§ **GIVEN PROBLEM**
Extract every line of the records below that contains the word "monitor", copying each of those lines in full.

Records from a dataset
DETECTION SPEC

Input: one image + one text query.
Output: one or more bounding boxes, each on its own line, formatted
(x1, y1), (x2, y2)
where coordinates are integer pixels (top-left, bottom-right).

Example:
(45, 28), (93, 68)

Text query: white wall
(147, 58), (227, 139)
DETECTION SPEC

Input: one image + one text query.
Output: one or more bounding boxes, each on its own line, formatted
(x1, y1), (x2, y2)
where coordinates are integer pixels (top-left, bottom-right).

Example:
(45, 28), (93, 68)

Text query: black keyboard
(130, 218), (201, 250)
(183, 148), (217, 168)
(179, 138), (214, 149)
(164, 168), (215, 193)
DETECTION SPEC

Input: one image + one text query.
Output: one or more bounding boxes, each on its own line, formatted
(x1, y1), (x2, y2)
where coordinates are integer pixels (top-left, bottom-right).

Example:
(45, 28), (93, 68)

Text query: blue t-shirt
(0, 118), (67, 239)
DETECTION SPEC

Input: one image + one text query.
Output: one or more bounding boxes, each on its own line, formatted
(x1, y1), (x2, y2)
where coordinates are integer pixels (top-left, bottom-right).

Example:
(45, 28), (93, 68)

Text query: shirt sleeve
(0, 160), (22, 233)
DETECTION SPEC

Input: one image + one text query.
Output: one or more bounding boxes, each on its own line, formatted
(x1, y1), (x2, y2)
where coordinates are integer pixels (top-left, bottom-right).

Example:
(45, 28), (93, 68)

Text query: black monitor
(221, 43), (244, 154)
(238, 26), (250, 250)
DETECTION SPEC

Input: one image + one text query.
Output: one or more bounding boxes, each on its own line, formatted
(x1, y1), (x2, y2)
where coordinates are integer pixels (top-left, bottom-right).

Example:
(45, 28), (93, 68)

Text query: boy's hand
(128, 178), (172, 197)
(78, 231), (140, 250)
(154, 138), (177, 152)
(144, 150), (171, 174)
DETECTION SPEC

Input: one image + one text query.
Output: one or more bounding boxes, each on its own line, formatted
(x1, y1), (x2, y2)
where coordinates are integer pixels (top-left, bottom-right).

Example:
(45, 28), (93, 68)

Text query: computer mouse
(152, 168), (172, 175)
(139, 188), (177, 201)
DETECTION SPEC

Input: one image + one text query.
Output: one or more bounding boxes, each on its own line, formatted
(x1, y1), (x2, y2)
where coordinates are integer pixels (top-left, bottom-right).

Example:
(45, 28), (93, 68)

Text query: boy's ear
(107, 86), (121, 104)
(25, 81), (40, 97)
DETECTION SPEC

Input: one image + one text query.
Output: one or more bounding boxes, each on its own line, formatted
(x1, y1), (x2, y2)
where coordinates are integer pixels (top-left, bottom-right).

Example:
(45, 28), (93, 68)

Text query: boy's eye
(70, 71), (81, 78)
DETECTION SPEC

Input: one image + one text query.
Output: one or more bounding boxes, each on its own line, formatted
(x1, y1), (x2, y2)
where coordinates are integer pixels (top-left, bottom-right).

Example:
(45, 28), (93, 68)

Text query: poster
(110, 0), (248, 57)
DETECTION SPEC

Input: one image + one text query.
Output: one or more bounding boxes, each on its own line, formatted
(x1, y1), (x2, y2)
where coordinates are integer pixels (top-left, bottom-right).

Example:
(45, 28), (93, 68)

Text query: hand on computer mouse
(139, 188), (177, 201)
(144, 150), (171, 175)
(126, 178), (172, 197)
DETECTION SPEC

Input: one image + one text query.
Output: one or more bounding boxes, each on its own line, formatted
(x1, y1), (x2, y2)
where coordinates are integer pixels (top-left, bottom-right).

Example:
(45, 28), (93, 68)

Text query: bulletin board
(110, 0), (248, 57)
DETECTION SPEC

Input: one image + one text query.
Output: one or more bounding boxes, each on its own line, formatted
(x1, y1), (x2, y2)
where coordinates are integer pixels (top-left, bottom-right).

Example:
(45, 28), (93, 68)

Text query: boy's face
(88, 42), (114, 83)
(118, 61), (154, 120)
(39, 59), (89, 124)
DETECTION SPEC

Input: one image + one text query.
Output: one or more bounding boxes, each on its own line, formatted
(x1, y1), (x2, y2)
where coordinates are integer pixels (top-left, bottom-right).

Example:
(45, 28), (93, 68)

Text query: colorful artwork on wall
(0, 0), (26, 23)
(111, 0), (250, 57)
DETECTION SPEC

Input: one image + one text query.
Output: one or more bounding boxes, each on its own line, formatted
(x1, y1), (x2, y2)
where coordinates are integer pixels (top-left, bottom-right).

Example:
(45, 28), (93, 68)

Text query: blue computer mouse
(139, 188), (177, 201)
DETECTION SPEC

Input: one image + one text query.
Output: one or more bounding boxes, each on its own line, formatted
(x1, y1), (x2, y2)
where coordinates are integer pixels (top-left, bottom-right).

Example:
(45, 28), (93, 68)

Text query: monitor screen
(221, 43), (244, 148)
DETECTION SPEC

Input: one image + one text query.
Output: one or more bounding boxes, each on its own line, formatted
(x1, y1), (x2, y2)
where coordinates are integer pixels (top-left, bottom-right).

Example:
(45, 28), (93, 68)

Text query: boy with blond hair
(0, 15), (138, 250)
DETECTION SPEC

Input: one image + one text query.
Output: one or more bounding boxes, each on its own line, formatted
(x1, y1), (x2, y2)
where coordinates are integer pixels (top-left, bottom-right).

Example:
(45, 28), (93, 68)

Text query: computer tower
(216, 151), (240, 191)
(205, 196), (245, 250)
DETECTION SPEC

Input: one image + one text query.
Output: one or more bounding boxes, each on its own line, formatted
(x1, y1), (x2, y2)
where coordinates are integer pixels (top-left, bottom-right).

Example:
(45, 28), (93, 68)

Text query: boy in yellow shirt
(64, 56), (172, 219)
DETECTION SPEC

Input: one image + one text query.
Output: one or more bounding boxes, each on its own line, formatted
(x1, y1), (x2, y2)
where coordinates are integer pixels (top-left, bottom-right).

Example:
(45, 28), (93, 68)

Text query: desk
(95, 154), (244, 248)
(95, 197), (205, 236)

§ **COMPLETE ANSWER**
Text query: black monitor
Text query: monitor screen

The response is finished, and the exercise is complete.